→ **WHAT TO DO**
Please carry on the passage below about George Eliot's Daniel Deronda and early Zionism, writing onward from its last sentence.

→ **SELECTED EXCERPT**
......
In the introduction to her recent lecture-series on Daniel Deronda by George Eliot, Harvard Professor of Yiddish and Comparative Literature Ruth R. Wisse stated: ‘Twenty years before the rise of Zionism, [Eliot] put forth the idea that Jews had to reclaim their national sovereignty in the Land of Israel’.
Theodor Herzl, however, speaking at the close of the First Zionist Congress held in Basel on 31 August 1897, even before he gratefully acknowledged the pioneering role of many Jewish Zionists, said: ‘We must, moreover, thank the Christian Zionists.’
Indeed, Zionism, understood as an idea coupled with effort on behalf of creating a Jewish state in Palestine, came into fruition in the early decades of the 19th century among British Evangelical Christians, as Israeli scholar Anita Shapira has stressed. Though among such Christians (and Jews) this aim was known as ‘Restorationism’, in keeping with Herzl’s own usage (and Max Nordau’s remark from 1905 – ‘Zionism is a new word for a very old thing’), I typically observe the longstanding practice of using the term ‘Zionism’ and its kindred forms in regard to the entire period preceding Herzl.
Much has been said and written about George Eliot’s final novel Daniel Deronda, published just four years before she passed away at 61. However, surprisingly little of the novel’s powerful impact on the early Zionist movement has been described. This is odd as – together with the efforts of other British Christian Zionists (particularly Laurence Oliphant and Rev. William Hechler) – the impact of Daniel Deronda was central to the coalescence of the first Zionist movement, Hovevei Zion, in the early 1880s, as I recently described in a research paper available in Polish. Here, in an adaptation of that work, I focus only on the reception of George Eliot’s novel as one important example of the debt owed by the Zionist movement to British Christians in the period before the establishment of Mandate Palestine following the 1917 Balfour Declaration.
......
→ **PROVIDED MATERIAL**
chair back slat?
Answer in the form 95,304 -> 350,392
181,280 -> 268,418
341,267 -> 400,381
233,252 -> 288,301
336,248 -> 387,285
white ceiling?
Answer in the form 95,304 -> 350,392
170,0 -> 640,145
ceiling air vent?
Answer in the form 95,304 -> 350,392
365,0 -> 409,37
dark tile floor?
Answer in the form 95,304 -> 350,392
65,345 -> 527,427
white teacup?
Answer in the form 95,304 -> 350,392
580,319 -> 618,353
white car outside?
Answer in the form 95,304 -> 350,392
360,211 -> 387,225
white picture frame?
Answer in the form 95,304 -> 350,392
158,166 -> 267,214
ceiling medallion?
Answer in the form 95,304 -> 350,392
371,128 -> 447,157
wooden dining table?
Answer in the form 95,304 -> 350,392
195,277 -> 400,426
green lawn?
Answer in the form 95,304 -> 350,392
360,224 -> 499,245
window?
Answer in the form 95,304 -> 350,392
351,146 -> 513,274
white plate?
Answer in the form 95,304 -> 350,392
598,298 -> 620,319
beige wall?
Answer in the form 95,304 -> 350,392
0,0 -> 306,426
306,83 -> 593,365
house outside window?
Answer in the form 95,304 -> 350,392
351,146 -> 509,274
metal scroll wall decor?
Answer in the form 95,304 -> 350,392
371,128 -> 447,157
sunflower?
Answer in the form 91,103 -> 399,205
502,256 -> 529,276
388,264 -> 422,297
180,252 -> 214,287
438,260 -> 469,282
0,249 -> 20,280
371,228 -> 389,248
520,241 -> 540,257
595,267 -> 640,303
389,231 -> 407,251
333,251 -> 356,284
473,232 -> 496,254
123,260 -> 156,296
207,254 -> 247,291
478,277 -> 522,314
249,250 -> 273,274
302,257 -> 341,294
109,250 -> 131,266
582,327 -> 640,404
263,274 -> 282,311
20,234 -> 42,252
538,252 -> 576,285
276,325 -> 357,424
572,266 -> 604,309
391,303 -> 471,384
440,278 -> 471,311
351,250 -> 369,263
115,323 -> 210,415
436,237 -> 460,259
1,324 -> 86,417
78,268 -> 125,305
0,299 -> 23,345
......
→ **THE REPLY**
British Christian Zionism and Daniel Deronda
The influence of Daniel Deronda on the first Aliya is neglected by literary scholars. Many treat Eliot’s novel as an anomaly, stressing instead that the figure of the Jew had hitherto been treated everywhere as a schwarzcharakter – Shylock in Shakespeare’s The Merchant of Venice (1600) and Fagin in Dickens’ Oliver Twist (1839). Seldom are the Jewish heroes of Walter Scott’s Ivanhoe (1819) recalled, nor that in the early 1860s, Dickens removed the unpalatable descriptions of Fagin from renewed printings of Oliver Twist, and that in his Our Mutual Friend (1864-65), the Jewish character Mr Riah is portrayed as a model of virtue.
Also worthy of attention is the presence of the Zionist idea in English poetry of the 19th century – for instance, in Byron’s Hebrew Melodies (1815) and Browning’s Holy-Cross Day (1855). Among Byron’s Melodies is the poem ‘O, weep for those!’, which, as Sheila A. Spector found, was translated into Hebrew and Yiddish more than 20 times:
O! weep for those that wept by Babel’s stream,
Whose shrines are desolate, whose land a dream;
Weep for the harp of Judah’s broken shell;
Mourn – where their God that dwelt the godless dwell!
And where shall Israel lave her bleeding feet?
And when shall Zion’s songs again seem sweet?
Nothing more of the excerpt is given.